WORK TO BE COMPLETED
From the data below, copy each line that includes the word "wall".
DATASET RECORDS Block Start
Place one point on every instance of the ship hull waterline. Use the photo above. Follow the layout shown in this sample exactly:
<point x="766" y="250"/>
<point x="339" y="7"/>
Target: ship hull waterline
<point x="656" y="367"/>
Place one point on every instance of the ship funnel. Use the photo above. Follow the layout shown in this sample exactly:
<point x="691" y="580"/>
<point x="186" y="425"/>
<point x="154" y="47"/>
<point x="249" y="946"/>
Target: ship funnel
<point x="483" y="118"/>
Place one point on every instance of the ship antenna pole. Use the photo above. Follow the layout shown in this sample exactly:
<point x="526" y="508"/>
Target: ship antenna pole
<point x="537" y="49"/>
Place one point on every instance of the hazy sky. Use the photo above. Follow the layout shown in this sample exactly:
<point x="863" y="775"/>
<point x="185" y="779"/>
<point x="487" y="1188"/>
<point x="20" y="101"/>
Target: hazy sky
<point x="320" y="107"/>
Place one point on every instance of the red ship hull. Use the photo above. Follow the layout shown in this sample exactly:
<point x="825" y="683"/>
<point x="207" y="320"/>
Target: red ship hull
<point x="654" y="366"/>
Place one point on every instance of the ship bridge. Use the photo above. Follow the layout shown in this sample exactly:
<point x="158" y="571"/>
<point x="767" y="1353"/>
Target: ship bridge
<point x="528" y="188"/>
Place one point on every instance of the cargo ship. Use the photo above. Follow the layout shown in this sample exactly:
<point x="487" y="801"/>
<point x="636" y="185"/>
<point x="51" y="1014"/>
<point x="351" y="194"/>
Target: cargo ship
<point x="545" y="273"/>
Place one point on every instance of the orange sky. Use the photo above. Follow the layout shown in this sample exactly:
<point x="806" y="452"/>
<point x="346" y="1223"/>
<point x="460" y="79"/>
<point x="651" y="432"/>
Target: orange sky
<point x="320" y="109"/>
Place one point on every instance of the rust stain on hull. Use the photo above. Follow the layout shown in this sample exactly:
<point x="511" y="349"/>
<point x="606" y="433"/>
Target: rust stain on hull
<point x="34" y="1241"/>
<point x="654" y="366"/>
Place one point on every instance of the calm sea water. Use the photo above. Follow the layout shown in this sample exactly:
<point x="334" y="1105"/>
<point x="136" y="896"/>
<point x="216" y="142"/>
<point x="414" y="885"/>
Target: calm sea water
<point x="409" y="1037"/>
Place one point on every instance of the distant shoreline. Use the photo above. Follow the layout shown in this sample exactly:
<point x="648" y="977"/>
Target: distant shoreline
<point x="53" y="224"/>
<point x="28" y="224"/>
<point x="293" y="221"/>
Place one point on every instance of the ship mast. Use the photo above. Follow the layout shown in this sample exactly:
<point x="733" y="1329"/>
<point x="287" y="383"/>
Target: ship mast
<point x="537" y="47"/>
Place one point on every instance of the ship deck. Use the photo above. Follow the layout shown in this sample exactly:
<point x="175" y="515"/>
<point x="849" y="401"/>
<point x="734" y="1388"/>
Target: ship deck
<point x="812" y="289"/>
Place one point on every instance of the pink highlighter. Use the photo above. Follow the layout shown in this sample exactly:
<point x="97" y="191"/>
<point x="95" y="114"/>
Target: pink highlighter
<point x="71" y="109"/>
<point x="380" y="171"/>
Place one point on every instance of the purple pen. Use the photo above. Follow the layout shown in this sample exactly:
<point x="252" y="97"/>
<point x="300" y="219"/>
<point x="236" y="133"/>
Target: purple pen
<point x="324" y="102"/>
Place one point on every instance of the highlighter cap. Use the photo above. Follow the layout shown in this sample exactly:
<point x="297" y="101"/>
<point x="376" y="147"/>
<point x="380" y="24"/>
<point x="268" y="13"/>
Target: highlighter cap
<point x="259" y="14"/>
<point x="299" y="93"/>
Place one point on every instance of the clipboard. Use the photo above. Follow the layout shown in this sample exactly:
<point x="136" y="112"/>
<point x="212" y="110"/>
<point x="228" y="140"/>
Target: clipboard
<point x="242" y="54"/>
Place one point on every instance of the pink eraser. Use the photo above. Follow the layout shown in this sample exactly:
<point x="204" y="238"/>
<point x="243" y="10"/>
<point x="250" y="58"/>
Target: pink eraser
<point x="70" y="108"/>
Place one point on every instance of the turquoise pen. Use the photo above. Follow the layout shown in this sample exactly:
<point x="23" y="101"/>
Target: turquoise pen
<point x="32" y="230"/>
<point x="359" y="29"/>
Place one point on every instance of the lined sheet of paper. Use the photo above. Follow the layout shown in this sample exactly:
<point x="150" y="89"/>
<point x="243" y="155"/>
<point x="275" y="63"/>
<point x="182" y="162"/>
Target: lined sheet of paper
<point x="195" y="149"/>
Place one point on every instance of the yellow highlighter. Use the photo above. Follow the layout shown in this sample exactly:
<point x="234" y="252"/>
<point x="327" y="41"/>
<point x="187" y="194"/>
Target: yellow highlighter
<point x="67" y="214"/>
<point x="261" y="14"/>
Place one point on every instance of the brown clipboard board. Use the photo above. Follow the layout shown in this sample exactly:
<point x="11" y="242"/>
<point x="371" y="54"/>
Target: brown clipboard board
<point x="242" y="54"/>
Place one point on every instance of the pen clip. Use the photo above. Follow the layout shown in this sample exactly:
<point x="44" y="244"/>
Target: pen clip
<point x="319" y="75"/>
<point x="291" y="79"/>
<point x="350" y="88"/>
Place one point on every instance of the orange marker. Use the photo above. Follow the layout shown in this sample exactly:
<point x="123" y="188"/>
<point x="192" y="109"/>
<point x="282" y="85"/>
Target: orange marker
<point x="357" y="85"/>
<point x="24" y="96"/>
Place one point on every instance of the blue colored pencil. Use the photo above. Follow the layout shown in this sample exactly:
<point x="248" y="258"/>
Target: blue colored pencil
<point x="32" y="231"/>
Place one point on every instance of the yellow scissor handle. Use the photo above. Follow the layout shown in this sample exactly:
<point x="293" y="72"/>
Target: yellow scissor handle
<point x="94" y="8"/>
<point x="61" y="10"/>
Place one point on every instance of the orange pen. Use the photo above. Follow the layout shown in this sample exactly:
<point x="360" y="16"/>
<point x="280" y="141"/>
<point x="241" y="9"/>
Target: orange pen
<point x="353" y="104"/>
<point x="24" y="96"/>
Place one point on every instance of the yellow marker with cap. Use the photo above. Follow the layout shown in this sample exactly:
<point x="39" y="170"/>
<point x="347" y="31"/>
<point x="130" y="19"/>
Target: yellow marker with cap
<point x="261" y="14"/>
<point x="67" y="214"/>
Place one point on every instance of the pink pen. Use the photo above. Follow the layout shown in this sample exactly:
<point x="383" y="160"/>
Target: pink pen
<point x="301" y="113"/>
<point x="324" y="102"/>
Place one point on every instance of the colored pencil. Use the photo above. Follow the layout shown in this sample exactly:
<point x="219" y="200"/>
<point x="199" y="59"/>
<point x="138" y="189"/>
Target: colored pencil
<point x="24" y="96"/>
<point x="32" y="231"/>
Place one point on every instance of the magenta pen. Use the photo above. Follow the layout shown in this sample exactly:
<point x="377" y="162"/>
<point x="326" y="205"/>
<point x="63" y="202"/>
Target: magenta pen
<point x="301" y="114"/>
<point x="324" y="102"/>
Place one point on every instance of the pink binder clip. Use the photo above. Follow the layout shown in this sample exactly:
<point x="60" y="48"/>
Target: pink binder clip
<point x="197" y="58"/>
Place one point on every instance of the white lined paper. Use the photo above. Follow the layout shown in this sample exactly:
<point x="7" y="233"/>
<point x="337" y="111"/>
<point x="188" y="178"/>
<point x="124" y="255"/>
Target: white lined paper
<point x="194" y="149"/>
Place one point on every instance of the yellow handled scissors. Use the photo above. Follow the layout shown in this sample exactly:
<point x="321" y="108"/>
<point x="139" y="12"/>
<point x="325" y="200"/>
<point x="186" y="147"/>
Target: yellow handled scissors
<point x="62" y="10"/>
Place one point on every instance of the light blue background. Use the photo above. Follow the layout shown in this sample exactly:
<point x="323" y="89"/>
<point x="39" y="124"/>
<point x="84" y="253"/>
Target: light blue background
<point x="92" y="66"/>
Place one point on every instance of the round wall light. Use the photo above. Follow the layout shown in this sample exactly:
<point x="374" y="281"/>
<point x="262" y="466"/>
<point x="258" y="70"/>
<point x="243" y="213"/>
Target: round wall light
DATASET RECORDS Block End
YOUR SOLUTION
Place one point on every instance of the round wall light. Use the photo above. Follow the layout shown in this sample exactly:
Target: round wall light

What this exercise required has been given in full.